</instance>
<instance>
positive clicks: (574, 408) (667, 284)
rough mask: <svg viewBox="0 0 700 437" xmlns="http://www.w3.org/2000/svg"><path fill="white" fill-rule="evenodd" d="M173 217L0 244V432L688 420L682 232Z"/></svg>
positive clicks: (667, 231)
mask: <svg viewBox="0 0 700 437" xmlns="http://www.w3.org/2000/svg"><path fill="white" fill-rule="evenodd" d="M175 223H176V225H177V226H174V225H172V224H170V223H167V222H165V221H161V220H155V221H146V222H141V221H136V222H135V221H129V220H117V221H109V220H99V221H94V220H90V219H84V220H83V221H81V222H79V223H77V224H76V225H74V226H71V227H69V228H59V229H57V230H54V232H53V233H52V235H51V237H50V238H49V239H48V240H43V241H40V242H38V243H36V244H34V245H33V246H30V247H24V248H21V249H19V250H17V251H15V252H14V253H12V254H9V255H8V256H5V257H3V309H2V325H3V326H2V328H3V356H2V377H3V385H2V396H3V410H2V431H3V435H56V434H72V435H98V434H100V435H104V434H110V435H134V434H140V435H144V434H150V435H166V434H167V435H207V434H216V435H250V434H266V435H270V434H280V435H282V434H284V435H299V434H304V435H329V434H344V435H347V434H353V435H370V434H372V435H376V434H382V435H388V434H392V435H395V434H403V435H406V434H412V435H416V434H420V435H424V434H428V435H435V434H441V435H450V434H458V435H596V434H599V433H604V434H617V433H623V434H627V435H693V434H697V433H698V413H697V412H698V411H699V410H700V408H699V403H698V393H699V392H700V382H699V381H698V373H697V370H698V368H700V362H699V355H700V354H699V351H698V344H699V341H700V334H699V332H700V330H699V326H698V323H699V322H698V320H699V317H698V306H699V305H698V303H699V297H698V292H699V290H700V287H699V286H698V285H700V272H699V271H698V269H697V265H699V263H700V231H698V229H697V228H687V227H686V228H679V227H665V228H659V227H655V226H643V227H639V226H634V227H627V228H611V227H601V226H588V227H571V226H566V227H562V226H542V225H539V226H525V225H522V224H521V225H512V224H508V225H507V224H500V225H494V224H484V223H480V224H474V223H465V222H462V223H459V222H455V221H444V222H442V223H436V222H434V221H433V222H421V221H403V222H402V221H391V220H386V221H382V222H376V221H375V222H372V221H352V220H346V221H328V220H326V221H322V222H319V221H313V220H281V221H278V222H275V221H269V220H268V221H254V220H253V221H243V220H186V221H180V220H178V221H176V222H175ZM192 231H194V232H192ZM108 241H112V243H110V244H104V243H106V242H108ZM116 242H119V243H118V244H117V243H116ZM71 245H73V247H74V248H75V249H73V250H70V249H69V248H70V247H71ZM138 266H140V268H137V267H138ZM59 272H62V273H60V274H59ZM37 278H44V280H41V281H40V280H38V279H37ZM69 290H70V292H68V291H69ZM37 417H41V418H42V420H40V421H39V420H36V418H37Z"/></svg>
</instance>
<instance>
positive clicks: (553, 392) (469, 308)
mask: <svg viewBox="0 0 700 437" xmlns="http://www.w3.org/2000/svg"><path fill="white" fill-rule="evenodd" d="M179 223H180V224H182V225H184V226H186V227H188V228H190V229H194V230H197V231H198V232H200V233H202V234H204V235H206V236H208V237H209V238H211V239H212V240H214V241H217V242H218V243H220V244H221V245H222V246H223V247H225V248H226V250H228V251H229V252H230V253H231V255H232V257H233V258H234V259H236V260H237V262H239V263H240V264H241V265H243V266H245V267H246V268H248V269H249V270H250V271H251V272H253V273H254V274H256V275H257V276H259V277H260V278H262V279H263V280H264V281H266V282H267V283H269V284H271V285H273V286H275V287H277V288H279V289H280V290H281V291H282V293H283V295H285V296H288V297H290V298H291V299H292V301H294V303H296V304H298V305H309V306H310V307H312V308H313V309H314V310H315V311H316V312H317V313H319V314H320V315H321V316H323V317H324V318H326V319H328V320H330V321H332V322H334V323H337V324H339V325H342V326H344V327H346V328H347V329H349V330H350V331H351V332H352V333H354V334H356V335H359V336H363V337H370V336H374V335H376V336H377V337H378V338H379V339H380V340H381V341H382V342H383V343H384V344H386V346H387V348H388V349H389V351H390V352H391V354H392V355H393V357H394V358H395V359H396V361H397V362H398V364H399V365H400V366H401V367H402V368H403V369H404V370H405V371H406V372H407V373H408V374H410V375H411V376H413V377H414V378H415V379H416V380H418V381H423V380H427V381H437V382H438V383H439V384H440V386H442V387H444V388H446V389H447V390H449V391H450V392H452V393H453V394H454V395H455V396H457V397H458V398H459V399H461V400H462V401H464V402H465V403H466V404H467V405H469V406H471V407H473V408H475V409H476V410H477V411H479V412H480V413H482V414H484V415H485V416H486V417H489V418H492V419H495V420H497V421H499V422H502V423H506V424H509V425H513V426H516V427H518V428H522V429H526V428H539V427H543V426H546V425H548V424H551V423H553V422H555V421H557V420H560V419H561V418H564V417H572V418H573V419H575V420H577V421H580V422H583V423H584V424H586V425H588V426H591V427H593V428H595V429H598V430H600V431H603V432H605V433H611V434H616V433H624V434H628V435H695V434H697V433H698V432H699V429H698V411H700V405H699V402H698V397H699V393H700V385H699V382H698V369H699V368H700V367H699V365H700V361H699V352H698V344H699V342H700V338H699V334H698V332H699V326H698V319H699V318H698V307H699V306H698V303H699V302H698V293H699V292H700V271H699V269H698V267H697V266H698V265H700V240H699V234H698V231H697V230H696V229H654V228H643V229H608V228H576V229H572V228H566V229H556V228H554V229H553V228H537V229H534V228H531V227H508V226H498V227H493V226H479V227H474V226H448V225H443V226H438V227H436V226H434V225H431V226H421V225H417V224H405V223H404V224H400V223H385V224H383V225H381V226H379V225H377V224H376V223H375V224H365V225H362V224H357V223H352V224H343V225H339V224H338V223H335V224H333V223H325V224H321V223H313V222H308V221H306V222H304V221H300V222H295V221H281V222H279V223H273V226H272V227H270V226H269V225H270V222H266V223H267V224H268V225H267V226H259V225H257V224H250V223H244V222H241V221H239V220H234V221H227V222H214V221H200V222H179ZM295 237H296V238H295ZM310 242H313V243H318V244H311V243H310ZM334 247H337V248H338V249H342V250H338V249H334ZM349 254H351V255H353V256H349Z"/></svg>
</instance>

=====

▶ EXERCISE REQUIREMENTS
Copy the material from its beginning through the line containing "positive clicks: (667, 231)", inclusive, changing every "positive clicks" to "positive points" and leaving everything else as it is.

▶ OUTPUT FOR THIS EXERCISE
</instance>
<instance>
positive points: (574, 408) (667, 284)
rough mask: <svg viewBox="0 0 700 437" xmlns="http://www.w3.org/2000/svg"><path fill="white" fill-rule="evenodd" d="M173 217L0 244V432L688 420L682 232Z"/></svg>
positive points: (667, 231)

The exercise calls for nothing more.